====== Extrait cité ======

Enfin, la littérature a la capacité de s’approprier les techniques des autres arts, devenant ainsi une forme hybride, complexe, plurielle. Elle convertit de fait, dans et par le texte, des mouvements, des changements d’optique, des découpages et des combinaisons qui semblaient jusqu’alors propres à tel ou tel domaine. Annie Ernaux donne à lire, dans Les Années, des passages qui s’apparentent à de véritables scènes cinématographiques, courtes mais intenses[vi] ; Jean- Paul Sartre, dans Le Sursis, s’inspire du montage cinématographique ; Wajdi Mouawad recourt quant à lui au zoom photographique dans la scène du bus d’Incendies, racontée par le personnage de Nawal. Ces emprunts, parfois de l’ordre de l’expérimentation littéraire, transforment le rapport au texte et à la lecture. On pourra se demander quelles déformations, quelles transformations, quelles distorsions découlent de ce phénomène, et en quoi il participe au renouvellement et à la galvanisation de la littérature.
Au-delà d’une classification des arts ?

====== Données fournies ======

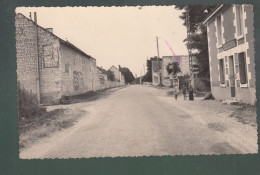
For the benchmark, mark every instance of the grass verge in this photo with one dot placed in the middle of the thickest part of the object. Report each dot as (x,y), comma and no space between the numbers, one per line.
(33,129)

======

Répondez à ces questions d'après l'extrait.
(a) Outre « hybride », quels deux adjectifs qualifient la forme que prend la littérature ?
(b) Dans quelle œuvre Jean-Paul Sartre s'inspire-t-il du montage cinématographique ?
(c) Quelle technique Wajdi Mouawad emploie-t-il dans la scène du bus d'Incendies ?
Le matériel ci-dessus provient d'une autre source que l'extrait.

(a) Complexe et plurielle.
(b) Le Sursis.
(c) Le zoom photographique.